▶ _Work item_
Copy nothing but the lines below running from the line containing "Could you outline where the plush" through the line containing "Could you outline where the puppy's hind", both end lines included.

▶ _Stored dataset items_
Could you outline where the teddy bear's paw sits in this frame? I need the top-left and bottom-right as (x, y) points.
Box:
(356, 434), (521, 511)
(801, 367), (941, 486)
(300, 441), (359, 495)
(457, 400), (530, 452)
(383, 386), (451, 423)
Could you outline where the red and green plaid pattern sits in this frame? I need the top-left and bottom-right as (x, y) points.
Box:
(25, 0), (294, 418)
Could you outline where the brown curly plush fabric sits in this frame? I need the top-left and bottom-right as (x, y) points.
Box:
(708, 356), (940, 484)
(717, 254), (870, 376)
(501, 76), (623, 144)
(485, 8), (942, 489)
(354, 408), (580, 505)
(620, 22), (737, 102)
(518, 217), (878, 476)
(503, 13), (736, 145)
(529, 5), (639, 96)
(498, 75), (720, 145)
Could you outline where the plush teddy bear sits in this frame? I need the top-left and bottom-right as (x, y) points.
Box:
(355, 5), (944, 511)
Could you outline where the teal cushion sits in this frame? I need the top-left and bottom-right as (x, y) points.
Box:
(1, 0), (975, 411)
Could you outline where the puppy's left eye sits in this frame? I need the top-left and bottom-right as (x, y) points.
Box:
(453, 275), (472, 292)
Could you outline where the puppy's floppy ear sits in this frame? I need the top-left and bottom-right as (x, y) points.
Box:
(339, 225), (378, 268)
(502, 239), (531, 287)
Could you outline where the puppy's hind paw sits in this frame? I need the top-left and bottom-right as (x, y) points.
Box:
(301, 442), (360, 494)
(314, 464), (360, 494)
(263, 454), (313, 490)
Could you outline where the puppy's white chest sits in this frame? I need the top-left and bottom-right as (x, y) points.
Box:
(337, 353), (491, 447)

--

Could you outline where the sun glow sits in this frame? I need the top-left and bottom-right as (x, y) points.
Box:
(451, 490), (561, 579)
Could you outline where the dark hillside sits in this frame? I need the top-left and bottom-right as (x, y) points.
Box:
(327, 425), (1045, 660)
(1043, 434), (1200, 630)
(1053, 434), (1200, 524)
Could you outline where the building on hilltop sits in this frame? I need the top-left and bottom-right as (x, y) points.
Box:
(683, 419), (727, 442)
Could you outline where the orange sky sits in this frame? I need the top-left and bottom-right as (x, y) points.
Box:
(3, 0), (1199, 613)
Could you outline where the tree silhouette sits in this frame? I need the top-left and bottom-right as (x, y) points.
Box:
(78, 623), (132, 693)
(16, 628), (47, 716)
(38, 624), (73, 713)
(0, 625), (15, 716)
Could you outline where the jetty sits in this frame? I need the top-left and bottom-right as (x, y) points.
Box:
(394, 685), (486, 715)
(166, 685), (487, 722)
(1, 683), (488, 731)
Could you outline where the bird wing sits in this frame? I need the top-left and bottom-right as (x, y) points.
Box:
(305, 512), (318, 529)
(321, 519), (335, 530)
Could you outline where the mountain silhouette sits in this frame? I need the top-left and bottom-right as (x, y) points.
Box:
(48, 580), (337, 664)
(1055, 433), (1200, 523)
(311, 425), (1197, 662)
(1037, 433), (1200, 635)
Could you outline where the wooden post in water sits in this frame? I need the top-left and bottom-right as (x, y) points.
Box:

▶ _Task solution_
Could you outline where the plush teddy bear sits in this frame? I need the top-left and bottom-right as (x, y) points.
Box:
(355, 5), (944, 511)
Could you outline where the teal cushion sits in this frame? I need the top-left and bottom-right as (x, y) points.
Box:
(1, 0), (975, 411)
Could you outline where the puppy's left eye sits in this frame? I need the top-left and bottom-right as (x, y) points.
Box:
(453, 275), (472, 292)
Could you outline where the puppy's floppy ear sits in this frame? I need the top-left and bottom-right as (x, y) points.
Box:
(339, 225), (378, 268)
(502, 239), (531, 287)
Could you outline where the puppy's hind paw sits in this frame? I need the top-left and bottom-right as (x, y) points.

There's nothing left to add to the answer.